PASSAGE SHOWN:
+-------+
XModBench: Benchmarking Cross-Modal Capabilities and Consistency in Omni-Language Models
Abstract
Omni-modal large language models (OLLMs) aim to unify audio, vision, and text understanding within a single framework. While existing benchmarks have advanced multimodal evaluation, it remains unclear whether OLLMs achieve modality-invariant reasoning or inherit modality-specific biases. We introduce \textbf{XModBench}, a large-scale tri-modal benchmark explicitly designed to measure cross-modal consistency. XModBench contains 60K multiple-choice questions across five task families and systematically covers all six cross-modality directions, enabling diagnosis of task competence, modality disparity, and directional imbalance. Experiments show that even the strongest model, Gemini 2.5 Pro, (i) struggles with spatial and temporal reasoning, achieving less than 60% accuracy, (ii) suffers from modality disparities, with performance dropping by over {20 points} on average when audio inputs replace text, and (iii) exhibits directional imbalance, with a {9-point gap} when using vision as context versus using text as context. The findings suggest that OLLMs fall short of modality-invariant reasoning, and XModBench provides a fundamental diagnostic tool for evaluating and improving their overall cross-modal competence.
+-------+
DATA EXTRACTS:

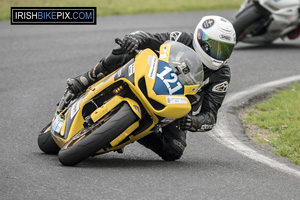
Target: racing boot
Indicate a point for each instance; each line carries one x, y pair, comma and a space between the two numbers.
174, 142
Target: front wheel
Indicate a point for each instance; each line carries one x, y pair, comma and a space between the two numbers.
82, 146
+-------+
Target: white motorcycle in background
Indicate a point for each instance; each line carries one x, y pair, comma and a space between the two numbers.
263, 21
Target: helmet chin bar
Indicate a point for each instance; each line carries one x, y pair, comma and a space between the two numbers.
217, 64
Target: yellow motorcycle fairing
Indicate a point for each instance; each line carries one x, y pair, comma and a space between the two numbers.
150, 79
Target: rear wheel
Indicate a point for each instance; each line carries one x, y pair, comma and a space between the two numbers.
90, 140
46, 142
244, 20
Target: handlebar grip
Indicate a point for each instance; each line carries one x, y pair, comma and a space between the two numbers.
+-------+
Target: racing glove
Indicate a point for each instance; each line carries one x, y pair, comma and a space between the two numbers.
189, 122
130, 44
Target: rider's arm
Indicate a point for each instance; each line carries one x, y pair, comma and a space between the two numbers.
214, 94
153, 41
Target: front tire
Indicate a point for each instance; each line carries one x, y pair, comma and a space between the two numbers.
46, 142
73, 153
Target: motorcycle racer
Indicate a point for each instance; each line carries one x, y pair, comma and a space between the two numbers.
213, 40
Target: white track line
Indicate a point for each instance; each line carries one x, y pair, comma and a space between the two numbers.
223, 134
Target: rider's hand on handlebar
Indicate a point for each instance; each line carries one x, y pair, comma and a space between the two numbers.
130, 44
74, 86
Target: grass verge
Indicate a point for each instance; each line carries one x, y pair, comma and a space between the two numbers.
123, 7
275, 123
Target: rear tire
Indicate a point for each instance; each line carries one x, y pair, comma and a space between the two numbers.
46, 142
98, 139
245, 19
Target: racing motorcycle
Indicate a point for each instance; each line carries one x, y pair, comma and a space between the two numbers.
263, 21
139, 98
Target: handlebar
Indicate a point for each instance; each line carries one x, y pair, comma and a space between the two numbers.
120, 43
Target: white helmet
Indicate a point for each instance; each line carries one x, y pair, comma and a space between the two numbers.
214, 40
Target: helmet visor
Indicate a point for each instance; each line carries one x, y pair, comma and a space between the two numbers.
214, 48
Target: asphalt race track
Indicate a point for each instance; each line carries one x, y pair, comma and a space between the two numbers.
+-------+
WHAT TO DO: Translate this sentence from the XModBench abstract into Spanish: "Omni-modal large language models (OLLMs) aim to unify audio, vision, and text understanding within a single framework." The material comes from a different source than the abstract.

REPLY: Los modelos de lenguaje grandes omnimodales (OLLMs) buscan unificar la comprensión de audio, visión y texto dentro de un único marco.